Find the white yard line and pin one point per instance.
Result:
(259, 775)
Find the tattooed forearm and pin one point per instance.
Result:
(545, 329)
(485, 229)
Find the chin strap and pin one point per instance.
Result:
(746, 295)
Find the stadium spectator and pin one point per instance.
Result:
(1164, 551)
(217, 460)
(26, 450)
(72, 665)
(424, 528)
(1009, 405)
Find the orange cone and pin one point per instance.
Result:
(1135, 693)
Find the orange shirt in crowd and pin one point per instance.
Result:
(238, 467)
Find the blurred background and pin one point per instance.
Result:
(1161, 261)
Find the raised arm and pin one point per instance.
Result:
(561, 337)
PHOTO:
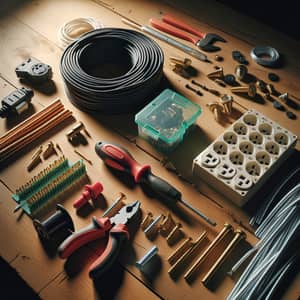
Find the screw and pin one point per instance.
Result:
(146, 258)
(223, 233)
(250, 90)
(167, 225)
(173, 234)
(147, 220)
(194, 90)
(187, 254)
(177, 253)
(239, 235)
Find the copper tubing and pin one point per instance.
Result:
(187, 254)
(239, 235)
(27, 124)
(223, 233)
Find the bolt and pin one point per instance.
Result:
(250, 90)
(194, 90)
(220, 237)
(219, 73)
(146, 258)
(216, 109)
(153, 227)
(189, 253)
(241, 71)
(147, 220)
(226, 101)
(177, 253)
(173, 234)
(239, 235)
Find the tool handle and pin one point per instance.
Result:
(117, 236)
(94, 231)
(182, 25)
(172, 30)
(162, 188)
(120, 159)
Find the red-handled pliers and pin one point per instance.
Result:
(115, 227)
(180, 29)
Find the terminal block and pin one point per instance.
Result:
(240, 160)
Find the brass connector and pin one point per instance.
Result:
(239, 235)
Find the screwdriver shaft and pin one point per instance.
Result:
(198, 212)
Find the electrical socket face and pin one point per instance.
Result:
(241, 159)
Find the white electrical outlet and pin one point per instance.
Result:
(239, 161)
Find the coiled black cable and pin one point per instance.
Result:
(112, 70)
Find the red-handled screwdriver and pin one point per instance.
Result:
(120, 159)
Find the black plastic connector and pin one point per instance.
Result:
(16, 102)
(34, 71)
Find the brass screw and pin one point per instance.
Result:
(250, 89)
(223, 233)
(178, 252)
(226, 101)
(167, 225)
(216, 109)
(173, 234)
(147, 220)
(239, 235)
(241, 71)
(219, 73)
(187, 254)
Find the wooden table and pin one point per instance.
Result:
(32, 31)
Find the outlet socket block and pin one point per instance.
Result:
(240, 160)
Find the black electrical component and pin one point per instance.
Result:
(112, 70)
(16, 102)
(34, 71)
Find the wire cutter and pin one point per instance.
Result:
(117, 230)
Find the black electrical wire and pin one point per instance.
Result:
(112, 70)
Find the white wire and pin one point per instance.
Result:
(74, 29)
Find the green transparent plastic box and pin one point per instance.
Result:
(166, 119)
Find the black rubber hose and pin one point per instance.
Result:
(112, 70)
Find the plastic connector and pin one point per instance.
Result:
(16, 102)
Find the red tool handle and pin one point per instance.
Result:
(182, 25)
(117, 236)
(172, 30)
(94, 231)
(120, 159)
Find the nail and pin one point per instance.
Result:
(239, 235)
(223, 233)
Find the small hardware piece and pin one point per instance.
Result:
(239, 236)
(241, 71)
(227, 101)
(189, 253)
(216, 109)
(153, 228)
(173, 235)
(89, 192)
(34, 71)
(50, 150)
(250, 90)
(16, 102)
(167, 225)
(218, 74)
(58, 223)
(146, 259)
(148, 219)
(182, 248)
(115, 207)
(227, 229)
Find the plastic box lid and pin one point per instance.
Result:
(167, 117)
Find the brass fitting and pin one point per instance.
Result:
(250, 89)
(239, 235)
(227, 229)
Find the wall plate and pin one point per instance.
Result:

**Work task**
What is the number of lines in the material above that carry the word "electrical"? Respond with that count and nothing more.

**Task response**
4